[BEGIN]

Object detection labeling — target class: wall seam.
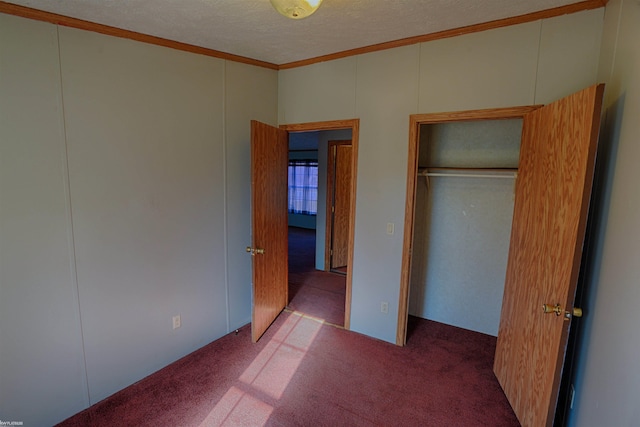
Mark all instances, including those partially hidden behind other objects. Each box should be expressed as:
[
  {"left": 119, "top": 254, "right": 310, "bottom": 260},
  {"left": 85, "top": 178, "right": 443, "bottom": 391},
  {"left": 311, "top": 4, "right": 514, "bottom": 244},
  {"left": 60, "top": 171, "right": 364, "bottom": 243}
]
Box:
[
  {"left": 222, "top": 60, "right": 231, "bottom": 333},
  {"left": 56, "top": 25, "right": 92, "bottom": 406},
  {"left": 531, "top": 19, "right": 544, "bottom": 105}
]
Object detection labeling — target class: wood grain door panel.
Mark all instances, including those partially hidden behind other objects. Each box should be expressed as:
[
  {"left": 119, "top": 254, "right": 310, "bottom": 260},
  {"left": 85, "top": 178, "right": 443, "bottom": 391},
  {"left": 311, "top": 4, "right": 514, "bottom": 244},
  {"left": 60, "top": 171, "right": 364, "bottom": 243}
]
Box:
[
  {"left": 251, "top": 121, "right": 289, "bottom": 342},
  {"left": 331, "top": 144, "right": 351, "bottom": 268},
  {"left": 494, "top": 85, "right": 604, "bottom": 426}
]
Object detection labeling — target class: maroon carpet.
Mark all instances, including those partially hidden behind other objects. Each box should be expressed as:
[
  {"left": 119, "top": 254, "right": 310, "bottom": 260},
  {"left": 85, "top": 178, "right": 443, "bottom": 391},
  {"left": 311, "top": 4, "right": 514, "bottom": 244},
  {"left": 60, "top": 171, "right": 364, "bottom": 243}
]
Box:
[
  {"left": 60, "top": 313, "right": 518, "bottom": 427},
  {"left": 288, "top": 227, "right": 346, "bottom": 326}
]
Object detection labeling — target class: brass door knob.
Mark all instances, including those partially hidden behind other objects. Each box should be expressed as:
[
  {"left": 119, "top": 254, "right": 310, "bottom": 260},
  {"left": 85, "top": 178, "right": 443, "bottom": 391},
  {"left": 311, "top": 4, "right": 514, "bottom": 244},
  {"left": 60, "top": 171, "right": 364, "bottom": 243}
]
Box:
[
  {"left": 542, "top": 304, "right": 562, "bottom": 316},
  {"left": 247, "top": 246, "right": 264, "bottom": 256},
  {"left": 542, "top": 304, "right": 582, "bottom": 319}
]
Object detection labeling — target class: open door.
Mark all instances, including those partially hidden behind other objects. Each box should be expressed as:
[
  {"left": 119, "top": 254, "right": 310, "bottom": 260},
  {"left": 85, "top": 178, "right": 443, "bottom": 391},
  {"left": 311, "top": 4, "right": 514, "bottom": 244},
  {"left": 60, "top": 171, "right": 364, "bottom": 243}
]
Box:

[END]

**Exercise:** Return every line of the records above that contains the string "door", matching case exactly.

**Exercise answer:**
Object detection labeling — target class: wood grain door panel.
Object detection labeling — target class: brass door knob.
Object detection labeling — target class: open door.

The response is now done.